Identify every line of the listing that contains the word "earring" and copy each such line in full. Matching is case-sensitive.

....

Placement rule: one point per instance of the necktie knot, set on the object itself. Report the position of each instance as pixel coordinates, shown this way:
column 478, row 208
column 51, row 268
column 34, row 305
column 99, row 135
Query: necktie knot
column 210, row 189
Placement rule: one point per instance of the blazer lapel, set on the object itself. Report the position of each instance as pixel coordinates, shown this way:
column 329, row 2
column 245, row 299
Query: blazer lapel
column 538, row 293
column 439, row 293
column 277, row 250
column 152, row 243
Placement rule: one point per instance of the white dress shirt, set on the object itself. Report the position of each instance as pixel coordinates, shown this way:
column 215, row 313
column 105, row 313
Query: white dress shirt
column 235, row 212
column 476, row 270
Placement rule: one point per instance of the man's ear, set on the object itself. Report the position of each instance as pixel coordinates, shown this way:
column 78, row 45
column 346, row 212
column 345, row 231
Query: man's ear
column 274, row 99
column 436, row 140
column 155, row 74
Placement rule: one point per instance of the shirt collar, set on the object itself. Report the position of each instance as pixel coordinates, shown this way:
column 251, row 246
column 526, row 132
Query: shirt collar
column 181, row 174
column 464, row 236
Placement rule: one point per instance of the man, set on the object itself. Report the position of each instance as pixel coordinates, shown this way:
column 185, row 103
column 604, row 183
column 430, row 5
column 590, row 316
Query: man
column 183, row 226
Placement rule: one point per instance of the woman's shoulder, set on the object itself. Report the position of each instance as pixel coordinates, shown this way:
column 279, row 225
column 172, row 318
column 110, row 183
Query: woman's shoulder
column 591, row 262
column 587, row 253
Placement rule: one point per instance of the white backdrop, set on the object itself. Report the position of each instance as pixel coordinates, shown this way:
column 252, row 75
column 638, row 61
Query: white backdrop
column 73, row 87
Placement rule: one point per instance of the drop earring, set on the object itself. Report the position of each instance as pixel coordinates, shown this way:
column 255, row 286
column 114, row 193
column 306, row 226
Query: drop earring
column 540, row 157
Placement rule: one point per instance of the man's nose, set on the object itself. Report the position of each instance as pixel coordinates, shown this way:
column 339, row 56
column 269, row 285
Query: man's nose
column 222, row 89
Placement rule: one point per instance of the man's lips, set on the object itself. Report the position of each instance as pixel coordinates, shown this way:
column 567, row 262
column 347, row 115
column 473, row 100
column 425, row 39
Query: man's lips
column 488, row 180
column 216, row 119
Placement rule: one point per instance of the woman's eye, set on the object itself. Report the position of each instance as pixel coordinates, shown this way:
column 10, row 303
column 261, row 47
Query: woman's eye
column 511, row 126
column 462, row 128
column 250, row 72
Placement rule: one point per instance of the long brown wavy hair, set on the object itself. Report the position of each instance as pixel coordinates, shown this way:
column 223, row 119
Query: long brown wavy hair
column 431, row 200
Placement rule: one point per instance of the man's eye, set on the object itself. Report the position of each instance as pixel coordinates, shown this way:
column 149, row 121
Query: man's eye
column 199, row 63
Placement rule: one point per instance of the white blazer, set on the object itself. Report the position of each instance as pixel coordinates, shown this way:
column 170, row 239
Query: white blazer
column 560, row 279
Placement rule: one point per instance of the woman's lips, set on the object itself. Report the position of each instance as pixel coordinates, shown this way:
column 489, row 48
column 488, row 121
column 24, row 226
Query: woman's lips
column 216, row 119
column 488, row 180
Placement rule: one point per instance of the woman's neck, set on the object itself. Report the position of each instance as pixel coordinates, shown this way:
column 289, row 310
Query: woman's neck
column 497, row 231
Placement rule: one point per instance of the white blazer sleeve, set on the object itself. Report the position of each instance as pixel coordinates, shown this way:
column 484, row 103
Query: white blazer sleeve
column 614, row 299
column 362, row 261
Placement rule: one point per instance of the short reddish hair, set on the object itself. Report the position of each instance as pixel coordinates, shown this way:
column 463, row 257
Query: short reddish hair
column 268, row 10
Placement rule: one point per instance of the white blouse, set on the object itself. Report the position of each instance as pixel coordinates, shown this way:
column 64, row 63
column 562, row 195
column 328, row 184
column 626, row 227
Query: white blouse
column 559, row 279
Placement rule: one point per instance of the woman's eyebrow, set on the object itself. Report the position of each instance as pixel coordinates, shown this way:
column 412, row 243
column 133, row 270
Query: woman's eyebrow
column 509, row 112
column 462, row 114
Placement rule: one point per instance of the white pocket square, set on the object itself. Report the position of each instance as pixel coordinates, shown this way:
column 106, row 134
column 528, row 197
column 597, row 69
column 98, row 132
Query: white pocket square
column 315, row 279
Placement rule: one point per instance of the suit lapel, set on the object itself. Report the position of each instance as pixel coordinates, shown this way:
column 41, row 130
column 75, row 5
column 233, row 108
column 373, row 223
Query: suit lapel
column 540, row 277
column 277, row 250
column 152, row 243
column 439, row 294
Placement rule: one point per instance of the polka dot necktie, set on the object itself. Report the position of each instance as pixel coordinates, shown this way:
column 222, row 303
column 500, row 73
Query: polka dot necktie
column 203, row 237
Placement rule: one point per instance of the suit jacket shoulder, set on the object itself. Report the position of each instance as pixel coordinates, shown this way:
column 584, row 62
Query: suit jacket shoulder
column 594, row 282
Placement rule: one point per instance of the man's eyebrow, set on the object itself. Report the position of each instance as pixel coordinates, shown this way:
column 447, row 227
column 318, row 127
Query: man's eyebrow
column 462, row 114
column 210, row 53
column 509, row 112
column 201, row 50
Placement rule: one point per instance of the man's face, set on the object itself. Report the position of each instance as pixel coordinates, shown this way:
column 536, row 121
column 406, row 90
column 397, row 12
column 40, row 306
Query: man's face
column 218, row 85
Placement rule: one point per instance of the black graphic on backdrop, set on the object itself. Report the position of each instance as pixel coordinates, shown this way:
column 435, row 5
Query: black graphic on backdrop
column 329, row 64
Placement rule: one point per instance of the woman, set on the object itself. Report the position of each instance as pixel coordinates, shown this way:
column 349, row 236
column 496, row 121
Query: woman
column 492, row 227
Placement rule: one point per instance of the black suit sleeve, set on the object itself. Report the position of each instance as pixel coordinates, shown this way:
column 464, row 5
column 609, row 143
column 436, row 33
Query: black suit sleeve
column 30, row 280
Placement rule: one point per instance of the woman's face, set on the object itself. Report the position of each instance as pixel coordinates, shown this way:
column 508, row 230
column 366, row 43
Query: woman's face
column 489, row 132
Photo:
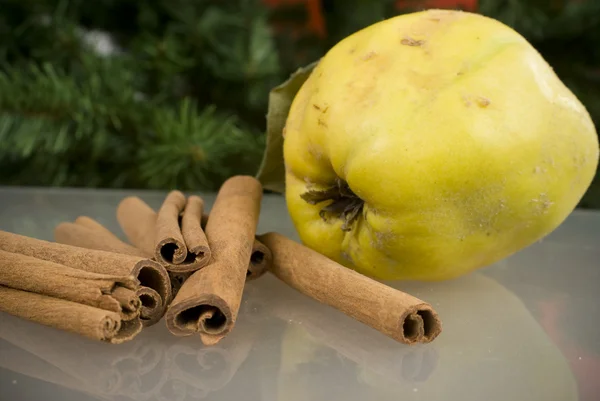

....

▶ [EXERCISE ANSWER]:
Placement rule: one point per instance of the drop earring, set on the object itself. Report the position of each instance as pixel coordinates, shown this way:
Query: drop earring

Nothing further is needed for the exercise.